What to produce: Tally the lines in the listing below that contain the string "ferris", treating uppercase and lowercase letters as distinct. Give only the number.

The records:
────────

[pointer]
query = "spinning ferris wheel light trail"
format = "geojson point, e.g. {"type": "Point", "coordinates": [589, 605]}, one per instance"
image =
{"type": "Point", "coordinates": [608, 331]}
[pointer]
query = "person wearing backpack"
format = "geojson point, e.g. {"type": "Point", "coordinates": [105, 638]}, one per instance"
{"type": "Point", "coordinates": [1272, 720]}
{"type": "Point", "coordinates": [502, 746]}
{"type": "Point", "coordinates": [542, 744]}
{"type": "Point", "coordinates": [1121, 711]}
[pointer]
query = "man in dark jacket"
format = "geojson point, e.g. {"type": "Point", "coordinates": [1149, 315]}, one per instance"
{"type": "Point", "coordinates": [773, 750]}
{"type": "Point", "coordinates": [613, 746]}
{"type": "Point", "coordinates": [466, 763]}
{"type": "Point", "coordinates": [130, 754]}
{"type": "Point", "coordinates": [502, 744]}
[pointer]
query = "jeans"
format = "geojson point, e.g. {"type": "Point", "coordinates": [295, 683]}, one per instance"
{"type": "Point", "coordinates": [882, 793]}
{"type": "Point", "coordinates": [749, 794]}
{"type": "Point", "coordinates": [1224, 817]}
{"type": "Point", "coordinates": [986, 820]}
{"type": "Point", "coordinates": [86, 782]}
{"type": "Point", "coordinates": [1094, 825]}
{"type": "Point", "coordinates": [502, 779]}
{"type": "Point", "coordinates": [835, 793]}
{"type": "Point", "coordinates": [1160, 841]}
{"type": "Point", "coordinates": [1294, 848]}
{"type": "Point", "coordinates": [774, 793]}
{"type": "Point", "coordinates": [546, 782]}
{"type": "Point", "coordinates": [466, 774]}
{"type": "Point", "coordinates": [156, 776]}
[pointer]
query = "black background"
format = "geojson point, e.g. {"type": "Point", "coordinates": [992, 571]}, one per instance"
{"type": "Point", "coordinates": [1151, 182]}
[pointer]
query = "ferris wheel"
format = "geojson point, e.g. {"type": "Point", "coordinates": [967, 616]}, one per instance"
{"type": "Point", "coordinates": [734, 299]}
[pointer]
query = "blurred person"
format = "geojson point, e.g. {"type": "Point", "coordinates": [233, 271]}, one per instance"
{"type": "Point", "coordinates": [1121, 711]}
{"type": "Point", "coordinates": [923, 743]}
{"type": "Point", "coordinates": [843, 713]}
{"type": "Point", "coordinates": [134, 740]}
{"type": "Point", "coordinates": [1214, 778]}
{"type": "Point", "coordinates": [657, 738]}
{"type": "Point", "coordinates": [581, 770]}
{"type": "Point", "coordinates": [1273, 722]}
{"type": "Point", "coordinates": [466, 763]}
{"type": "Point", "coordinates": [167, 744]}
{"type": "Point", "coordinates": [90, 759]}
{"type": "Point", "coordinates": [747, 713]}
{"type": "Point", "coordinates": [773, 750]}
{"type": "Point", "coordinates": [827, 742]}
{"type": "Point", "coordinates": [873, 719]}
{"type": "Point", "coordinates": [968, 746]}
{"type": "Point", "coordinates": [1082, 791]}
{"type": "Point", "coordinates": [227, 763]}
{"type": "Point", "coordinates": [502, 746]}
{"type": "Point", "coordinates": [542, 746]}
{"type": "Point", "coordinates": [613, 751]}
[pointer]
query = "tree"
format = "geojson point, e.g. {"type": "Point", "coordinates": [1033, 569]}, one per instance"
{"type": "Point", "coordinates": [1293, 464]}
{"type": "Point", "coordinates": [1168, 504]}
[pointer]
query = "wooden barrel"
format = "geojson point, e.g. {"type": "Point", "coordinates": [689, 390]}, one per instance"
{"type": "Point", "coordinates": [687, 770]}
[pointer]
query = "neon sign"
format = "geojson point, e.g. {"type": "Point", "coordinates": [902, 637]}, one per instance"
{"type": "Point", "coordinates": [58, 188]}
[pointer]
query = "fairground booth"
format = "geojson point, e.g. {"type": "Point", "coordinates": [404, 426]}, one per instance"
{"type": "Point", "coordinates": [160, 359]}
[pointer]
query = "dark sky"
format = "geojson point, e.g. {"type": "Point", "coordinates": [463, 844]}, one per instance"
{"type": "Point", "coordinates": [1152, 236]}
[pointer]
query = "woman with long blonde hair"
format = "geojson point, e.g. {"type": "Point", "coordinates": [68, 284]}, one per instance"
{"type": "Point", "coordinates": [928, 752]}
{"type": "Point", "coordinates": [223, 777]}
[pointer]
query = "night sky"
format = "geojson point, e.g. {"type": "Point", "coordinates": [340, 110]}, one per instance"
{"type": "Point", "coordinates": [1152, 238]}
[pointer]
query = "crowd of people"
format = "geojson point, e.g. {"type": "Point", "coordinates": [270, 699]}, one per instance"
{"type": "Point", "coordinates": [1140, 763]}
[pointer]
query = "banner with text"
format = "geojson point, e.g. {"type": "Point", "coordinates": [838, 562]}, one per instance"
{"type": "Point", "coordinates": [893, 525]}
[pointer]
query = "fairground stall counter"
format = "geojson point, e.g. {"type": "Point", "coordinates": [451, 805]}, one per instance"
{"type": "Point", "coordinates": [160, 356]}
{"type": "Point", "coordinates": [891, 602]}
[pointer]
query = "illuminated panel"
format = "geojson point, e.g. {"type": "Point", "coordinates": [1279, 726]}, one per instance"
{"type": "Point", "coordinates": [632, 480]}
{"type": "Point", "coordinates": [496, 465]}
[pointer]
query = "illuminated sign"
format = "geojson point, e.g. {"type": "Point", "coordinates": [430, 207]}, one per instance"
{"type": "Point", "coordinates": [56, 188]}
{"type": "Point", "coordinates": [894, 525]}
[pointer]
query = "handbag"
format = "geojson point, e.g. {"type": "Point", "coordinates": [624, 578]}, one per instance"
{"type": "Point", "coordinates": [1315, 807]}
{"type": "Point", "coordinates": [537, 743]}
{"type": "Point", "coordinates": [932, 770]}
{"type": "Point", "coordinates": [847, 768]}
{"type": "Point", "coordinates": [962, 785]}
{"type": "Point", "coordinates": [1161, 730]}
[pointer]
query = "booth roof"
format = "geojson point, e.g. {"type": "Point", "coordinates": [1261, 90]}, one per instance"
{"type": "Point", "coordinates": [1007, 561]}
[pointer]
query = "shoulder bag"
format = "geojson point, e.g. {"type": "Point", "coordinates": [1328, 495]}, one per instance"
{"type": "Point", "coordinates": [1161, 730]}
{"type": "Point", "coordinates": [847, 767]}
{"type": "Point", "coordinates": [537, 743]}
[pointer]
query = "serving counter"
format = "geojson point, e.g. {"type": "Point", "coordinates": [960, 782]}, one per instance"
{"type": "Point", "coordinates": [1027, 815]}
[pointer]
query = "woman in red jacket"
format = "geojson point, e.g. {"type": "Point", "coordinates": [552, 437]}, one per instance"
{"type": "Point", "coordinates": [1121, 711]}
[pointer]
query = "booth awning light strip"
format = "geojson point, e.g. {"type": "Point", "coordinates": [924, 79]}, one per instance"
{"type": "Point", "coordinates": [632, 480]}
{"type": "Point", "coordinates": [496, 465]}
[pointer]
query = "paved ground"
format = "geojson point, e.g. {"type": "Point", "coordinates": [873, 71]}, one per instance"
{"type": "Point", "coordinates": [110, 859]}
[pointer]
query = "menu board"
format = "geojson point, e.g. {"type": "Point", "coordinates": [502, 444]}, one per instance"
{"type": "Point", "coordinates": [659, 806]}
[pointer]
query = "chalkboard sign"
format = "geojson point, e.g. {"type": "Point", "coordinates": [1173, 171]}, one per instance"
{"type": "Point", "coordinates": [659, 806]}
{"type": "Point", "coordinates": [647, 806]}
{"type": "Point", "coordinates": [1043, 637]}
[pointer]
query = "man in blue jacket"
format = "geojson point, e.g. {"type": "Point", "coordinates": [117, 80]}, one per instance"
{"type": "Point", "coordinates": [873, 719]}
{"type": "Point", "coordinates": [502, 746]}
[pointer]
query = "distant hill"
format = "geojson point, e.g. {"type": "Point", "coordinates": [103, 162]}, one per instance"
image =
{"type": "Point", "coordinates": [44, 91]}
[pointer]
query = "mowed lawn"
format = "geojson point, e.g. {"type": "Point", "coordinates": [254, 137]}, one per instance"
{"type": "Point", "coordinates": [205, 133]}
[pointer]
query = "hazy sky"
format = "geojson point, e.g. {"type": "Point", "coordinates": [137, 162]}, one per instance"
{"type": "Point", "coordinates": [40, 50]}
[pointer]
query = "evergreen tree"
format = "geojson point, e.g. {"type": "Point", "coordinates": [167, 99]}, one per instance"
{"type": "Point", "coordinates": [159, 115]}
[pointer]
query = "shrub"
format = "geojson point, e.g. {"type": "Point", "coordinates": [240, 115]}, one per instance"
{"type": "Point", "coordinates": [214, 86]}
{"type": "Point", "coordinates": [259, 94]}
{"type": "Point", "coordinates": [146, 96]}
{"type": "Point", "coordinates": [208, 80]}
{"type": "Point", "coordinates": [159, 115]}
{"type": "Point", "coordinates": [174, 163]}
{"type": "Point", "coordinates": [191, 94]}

────────

Exercise answer: 2